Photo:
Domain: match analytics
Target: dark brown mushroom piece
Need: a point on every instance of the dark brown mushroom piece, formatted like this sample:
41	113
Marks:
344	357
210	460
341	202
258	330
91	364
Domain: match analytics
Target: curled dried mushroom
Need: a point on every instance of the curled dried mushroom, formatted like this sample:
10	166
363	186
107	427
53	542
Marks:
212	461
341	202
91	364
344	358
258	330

================

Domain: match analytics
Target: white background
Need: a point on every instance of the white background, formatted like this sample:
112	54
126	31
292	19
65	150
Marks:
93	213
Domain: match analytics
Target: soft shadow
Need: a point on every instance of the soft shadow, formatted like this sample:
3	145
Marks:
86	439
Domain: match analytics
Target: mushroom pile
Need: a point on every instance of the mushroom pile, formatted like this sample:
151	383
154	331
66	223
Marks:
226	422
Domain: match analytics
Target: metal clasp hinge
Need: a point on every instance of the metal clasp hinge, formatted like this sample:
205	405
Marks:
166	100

================

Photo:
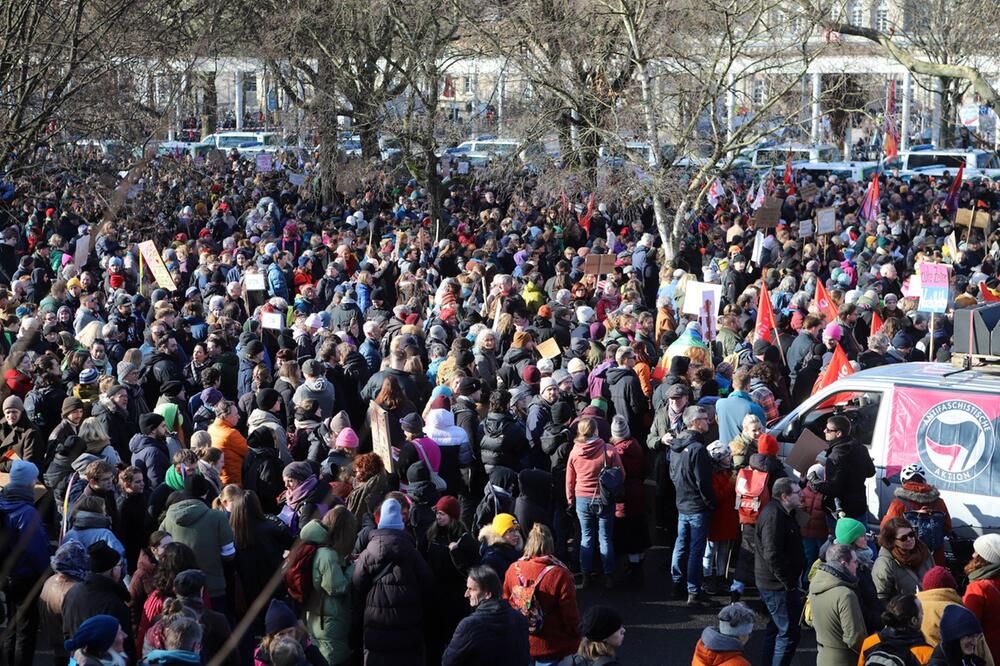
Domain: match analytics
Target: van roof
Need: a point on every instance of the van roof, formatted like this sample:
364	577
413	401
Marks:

================

→ **Exercise details**
Count the lines in the records above that contain the word "Target", and reply with only that number.

→ **Finished answer**
7